Determine how many lines in the items below contain the word "desert". Reply with that number alone.
--- Begin EXCERPTED DATA ---
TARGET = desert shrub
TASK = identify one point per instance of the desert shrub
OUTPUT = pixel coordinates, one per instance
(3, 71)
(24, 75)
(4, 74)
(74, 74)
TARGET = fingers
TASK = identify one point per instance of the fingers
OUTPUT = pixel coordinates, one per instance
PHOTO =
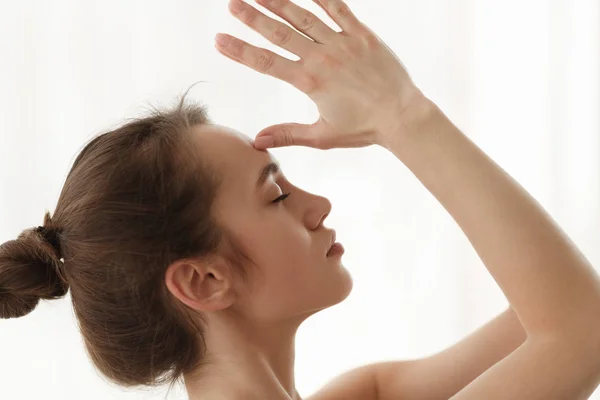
--- End EXCERPTED DATA ---
--- Begin EXCERPTED DATA ---
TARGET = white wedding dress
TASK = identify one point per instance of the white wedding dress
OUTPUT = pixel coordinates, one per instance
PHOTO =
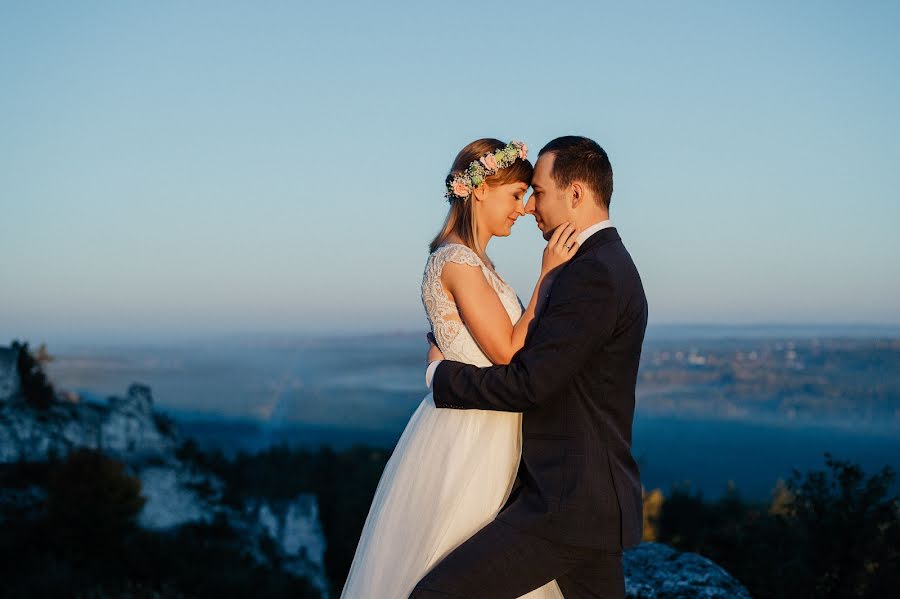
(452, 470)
--- End EXCERPTED DATA ---
--- Begin EXCERPTED DATA ---
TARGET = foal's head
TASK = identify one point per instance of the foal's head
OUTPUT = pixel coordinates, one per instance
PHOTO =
--- End EXCERPTED DATA ---
▸ **RESPONSE**
2